(Data provided):

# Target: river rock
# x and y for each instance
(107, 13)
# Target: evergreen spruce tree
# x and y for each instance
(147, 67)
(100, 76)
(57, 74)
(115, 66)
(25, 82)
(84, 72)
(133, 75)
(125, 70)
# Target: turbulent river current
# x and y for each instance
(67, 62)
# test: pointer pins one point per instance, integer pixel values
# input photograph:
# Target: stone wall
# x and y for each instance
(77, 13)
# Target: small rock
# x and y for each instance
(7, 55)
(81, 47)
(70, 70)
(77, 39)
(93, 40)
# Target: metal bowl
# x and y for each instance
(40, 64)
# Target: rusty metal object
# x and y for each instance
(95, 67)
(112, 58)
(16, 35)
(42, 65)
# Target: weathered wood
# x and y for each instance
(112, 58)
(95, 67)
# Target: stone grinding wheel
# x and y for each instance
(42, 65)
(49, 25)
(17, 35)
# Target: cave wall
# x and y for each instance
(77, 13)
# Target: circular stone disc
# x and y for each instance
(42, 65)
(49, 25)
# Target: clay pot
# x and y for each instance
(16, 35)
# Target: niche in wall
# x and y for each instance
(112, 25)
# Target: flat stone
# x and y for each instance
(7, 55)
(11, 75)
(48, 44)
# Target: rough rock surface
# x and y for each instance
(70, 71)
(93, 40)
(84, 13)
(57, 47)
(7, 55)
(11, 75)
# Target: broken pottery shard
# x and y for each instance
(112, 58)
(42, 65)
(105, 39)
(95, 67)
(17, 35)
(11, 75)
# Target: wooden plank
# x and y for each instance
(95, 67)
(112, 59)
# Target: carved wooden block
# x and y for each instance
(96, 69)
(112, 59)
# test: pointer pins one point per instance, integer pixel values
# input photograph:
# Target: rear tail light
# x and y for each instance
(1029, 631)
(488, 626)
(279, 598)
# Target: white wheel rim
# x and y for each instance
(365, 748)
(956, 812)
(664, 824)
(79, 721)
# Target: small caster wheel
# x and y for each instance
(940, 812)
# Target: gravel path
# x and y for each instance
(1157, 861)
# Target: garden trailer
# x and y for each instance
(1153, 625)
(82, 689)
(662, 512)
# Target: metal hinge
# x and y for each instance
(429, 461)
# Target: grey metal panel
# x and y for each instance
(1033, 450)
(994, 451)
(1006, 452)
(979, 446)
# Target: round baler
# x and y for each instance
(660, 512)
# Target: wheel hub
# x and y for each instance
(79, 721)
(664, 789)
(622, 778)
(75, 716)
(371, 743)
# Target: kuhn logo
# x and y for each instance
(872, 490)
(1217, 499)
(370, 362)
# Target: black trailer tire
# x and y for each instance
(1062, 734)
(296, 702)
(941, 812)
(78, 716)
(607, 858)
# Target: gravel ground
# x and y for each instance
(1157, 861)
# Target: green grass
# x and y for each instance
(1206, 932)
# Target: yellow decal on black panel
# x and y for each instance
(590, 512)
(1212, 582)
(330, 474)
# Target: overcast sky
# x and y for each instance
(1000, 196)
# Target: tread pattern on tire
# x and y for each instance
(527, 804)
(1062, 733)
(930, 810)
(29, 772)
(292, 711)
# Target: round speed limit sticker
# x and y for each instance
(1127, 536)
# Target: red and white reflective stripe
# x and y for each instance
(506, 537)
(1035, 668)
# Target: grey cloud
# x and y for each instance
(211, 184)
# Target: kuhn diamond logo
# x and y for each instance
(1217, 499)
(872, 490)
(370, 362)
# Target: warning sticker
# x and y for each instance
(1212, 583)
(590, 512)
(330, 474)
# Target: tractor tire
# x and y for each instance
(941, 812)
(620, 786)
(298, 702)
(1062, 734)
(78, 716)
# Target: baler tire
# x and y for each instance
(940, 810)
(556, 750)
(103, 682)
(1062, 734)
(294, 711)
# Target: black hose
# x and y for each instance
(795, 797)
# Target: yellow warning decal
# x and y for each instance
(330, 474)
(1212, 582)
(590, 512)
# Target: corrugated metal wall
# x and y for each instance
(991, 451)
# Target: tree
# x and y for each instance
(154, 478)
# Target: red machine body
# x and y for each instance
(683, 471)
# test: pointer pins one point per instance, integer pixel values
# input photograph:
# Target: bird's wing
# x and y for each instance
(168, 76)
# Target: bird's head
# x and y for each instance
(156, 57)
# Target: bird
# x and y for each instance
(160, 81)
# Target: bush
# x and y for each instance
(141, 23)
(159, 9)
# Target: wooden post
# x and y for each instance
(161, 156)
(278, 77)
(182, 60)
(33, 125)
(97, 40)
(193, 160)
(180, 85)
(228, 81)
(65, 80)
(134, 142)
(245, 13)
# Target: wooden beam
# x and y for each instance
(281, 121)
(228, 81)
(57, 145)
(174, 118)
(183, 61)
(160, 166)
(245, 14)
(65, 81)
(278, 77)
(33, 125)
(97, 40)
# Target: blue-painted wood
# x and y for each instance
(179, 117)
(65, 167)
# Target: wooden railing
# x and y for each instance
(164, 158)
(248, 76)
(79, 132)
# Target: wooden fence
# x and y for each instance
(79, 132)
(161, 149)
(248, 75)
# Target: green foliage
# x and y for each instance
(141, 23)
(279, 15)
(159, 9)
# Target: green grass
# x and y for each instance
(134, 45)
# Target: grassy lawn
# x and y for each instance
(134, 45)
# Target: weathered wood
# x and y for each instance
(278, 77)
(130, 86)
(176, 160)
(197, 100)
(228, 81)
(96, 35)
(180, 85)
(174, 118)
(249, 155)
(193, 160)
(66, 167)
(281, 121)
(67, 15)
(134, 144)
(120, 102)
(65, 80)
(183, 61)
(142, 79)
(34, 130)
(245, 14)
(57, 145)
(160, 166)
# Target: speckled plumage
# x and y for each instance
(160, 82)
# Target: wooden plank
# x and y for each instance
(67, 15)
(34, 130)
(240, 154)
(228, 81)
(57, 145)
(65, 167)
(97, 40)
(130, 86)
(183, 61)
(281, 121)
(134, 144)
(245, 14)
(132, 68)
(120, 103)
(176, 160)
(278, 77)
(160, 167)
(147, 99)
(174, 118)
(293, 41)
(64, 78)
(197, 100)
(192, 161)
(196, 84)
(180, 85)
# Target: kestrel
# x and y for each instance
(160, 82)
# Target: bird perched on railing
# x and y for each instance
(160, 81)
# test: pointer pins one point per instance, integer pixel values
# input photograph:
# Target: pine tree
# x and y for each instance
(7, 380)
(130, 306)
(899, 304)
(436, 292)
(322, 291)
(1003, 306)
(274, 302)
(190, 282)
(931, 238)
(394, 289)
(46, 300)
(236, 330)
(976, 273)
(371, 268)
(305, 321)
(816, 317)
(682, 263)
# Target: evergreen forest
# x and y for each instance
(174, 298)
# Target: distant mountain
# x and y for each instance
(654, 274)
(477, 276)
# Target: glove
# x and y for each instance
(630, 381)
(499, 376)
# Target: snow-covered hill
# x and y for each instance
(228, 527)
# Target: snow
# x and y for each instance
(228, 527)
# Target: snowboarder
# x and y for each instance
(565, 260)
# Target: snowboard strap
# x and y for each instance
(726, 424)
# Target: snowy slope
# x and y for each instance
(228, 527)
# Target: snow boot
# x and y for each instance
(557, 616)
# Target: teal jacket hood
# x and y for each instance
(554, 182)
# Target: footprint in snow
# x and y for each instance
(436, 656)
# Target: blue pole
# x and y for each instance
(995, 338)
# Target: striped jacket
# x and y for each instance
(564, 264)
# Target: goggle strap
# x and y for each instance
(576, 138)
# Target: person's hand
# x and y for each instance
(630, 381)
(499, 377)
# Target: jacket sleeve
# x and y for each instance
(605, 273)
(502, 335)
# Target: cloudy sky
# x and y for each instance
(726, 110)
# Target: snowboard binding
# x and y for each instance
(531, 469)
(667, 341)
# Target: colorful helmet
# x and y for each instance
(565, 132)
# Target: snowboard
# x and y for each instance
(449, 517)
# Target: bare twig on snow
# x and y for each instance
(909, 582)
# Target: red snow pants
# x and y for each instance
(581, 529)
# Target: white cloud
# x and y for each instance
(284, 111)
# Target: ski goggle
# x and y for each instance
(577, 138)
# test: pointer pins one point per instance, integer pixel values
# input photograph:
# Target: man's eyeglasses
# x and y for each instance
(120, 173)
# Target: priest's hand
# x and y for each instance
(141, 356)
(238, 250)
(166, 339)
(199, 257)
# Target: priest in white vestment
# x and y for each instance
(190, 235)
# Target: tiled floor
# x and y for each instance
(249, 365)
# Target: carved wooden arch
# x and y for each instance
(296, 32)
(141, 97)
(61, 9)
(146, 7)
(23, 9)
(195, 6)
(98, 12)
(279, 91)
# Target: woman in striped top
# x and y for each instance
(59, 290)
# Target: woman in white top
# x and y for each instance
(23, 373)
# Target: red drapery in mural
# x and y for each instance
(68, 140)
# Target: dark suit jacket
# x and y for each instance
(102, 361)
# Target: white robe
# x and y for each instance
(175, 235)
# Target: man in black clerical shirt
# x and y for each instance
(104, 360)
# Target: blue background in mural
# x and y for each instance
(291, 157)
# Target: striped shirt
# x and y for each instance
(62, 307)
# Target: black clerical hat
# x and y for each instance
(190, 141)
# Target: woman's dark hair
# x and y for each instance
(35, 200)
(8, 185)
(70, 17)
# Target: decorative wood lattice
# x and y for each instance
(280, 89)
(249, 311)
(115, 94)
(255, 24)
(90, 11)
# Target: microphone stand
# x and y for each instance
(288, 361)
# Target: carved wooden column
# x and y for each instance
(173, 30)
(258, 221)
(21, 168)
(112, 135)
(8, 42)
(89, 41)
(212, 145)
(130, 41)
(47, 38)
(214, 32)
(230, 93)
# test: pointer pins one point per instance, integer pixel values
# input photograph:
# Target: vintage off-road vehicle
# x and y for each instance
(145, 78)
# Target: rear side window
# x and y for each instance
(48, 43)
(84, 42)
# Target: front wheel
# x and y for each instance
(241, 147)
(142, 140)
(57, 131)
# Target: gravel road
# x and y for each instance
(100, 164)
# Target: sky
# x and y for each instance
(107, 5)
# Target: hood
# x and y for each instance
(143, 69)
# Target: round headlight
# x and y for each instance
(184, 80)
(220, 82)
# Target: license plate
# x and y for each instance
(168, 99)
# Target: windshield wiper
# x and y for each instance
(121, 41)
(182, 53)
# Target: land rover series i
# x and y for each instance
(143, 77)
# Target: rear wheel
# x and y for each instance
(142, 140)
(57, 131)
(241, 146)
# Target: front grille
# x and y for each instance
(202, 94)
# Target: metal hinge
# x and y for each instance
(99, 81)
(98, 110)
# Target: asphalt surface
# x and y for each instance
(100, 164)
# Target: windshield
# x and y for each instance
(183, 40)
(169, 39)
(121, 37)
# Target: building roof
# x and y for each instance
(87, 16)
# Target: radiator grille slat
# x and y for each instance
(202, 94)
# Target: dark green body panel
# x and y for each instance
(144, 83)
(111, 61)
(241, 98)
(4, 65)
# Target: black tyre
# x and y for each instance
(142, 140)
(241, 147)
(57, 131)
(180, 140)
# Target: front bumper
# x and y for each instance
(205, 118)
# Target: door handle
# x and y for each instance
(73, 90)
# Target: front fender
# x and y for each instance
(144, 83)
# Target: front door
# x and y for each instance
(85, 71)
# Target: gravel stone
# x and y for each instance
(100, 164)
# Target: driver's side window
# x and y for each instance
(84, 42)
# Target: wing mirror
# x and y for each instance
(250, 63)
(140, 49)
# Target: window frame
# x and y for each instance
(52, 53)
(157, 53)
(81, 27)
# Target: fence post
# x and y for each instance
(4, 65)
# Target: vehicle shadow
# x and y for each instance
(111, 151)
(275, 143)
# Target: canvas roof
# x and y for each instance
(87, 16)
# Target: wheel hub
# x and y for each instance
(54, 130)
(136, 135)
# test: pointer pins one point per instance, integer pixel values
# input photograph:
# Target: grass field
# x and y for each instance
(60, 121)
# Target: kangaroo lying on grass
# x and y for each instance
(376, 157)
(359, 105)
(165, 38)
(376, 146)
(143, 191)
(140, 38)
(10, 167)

(The task): Transcribe only the trailing portion of the entries above: the line that contains "# Target: sky" and each line after it.

(Problem solution):
# Target: sky
# x and y for each instance
(107, 5)
# Target: hood
# x and y for each instance
(143, 69)
# Target: round headlight
# x and y for each instance
(184, 80)
(220, 82)
# Target: license plate
# x and y for each instance
(168, 99)
# Target: windshield wiper
# x and y for each instance
(121, 41)
(182, 53)
# Target: land rover series i
# x and y for each instance
(143, 77)
# Target: rear wheel
# x and y for each instance
(142, 140)
(57, 131)
(241, 146)
# Target: front grille
# x and y for each instance
(202, 94)
# Target: metal hinge
# x and y for each instance
(99, 81)
(98, 110)
# Target: asphalt surface
# x and y for each instance
(100, 164)
# Target: windshield
# x and y for each instance
(183, 40)
(169, 39)
(121, 37)
# Target: building roof
# x and y for each instance
(87, 16)
# Target: radiator grille slat
# x and y for each instance
(202, 94)
# Target: dark green body panel
# x and y for each instance
(144, 83)
(111, 61)
(241, 98)
(4, 65)
# Target: black tyre
# x and y for each instance
(142, 140)
(241, 147)
(57, 131)
(180, 140)
# Target: front bumper
# x and y for each instance
(205, 118)
# Target: door handle
# x and y for each instance
(73, 90)
# Target: front fender
# x and y for each instance
(144, 83)
# Target: front door
# x and y for each instance
(85, 71)
# Target: gravel stone
# x and y for each instance
(100, 164)
# Target: driver's side window
# x and y for each instance
(84, 42)
# Target: wing mirror
# x and y for each instance
(250, 63)
(140, 49)
# Target: window frame
# x and y for each instance
(52, 53)
(157, 53)
(81, 27)
# Target: fence post
# x and y for each instance
(4, 65)
# Target: vehicle shadow
# x and y for each instance
(111, 151)
(275, 143)
# Target: canvas roof
# x and y for each instance
(87, 16)
# Target: wheel hub
# x and y for each instance
(54, 130)
(136, 135)
# test: pointer pins one point per instance, integer pixel values
# input photograph:
# Target: grass field
# x and y for each instance
(60, 121)
# Target: kangaroo lying on grass
# x and y for each instance
(376, 157)
(359, 105)
(165, 38)
(376, 146)
(143, 191)
(140, 38)
(10, 167)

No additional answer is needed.